Goal of the exercise. The records are to be restated in their entirety, word for word.

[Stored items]
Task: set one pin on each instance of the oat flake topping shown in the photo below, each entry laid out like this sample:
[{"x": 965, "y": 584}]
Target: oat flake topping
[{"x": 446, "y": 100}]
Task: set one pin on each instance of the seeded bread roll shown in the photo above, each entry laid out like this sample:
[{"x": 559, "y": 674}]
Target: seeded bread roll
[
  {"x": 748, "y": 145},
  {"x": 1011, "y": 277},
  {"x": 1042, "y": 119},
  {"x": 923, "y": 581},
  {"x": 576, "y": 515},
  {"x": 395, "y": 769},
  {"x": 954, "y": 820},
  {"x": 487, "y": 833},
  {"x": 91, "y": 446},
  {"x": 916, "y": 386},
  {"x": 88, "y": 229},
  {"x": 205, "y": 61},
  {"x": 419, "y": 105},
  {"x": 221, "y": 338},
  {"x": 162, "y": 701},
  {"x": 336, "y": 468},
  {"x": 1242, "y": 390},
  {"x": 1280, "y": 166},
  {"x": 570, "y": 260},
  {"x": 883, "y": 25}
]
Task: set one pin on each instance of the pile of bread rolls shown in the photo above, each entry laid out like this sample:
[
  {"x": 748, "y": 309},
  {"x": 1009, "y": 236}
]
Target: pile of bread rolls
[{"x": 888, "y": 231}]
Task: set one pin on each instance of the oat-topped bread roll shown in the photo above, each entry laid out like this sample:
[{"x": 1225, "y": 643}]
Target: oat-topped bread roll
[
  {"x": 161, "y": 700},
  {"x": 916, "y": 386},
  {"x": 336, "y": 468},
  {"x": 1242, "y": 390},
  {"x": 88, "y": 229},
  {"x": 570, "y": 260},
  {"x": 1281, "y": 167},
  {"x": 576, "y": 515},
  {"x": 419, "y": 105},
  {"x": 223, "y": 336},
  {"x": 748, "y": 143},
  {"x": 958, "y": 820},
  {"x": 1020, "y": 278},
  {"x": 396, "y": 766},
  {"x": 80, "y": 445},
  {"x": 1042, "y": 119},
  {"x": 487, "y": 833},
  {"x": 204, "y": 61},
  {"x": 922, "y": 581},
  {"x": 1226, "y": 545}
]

Result of the exercise.
Task: set one pin on each instance of the oat flake topping shown in the photo below, each entry laid out like this sample:
[{"x": 965, "y": 584}]
Target: oat flake topping
[{"x": 446, "y": 100}]
Task: set one pin on each instance of the seeded bread roll shown in the photo above, each entry laid out like this sample:
[{"x": 559, "y": 674}]
Target: seeded bread roll
[
  {"x": 748, "y": 145},
  {"x": 1011, "y": 277},
  {"x": 1042, "y": 119},
  {"x": 923, "y": 581},
  {"x": 576, "y": 515},
  {"x": 395, "y": 769},
  {"x": 954, "y": 820},
  {"x": 487, "y": 833},
  {"x": 91, "y": 446},
  {"x": 916, "y": 386},
  {"x": 88, "y": 229},
  {"x": 205, "y": 61},
  {"x": 419, "y": 105},
  {"x": 221, "y": 338},
  {"x": 162, "y": 701},
  {"x": 336, "y": 468},
  {"x": 1242, "y": 390},
  {"x": 1280, "y": 166},
  {"x": 570, "y": 260},
  {"x": 883, "y": 25}
]
Task: set one pin on each instance of the pile of bread rolls shown in the photo above, each entry laid out like this sample:
[
  {"x": 748, "y": 309},
  {"x": 1009, "y": 236}
]
Target: pile of bread rolls
[{"x": 888, "y": 231}]
Task: set one pin on each instance of the oat-topped bread roll shown in the photo above, each entry laid out like this sample:
[{"x": 1225, "y": 643}]
Target: oat-topped bread roll
[
  {"x": 161, "y": 700},
  {"x": 916, "y": 386},
  {"x": 336, "y": 468},
  {"x": 1242, "y": 390},
  {"x": 88, "y": 229},
  {"x": 570, "y": 260},
  {"x": 1281, "y": 167},
  {"x": 576, "y": 515},
  {"x": 419, "y": 105},
  {"x": 223, "y": 336},
  {"x": 748, "y": 143},
  {"x": 958, "y": 820},
  {"x": 1020, "y": 278},
  {"x": 396, "y": 766},
  {"x": 80, "y": 445},
  {"x": 1042, "y": 119},
  {"x": 487, "y": 833},
  {"x": 204, "y": 61},
  {"x": 922, "y": 581},
  {"x": 1226, "y": 545}
]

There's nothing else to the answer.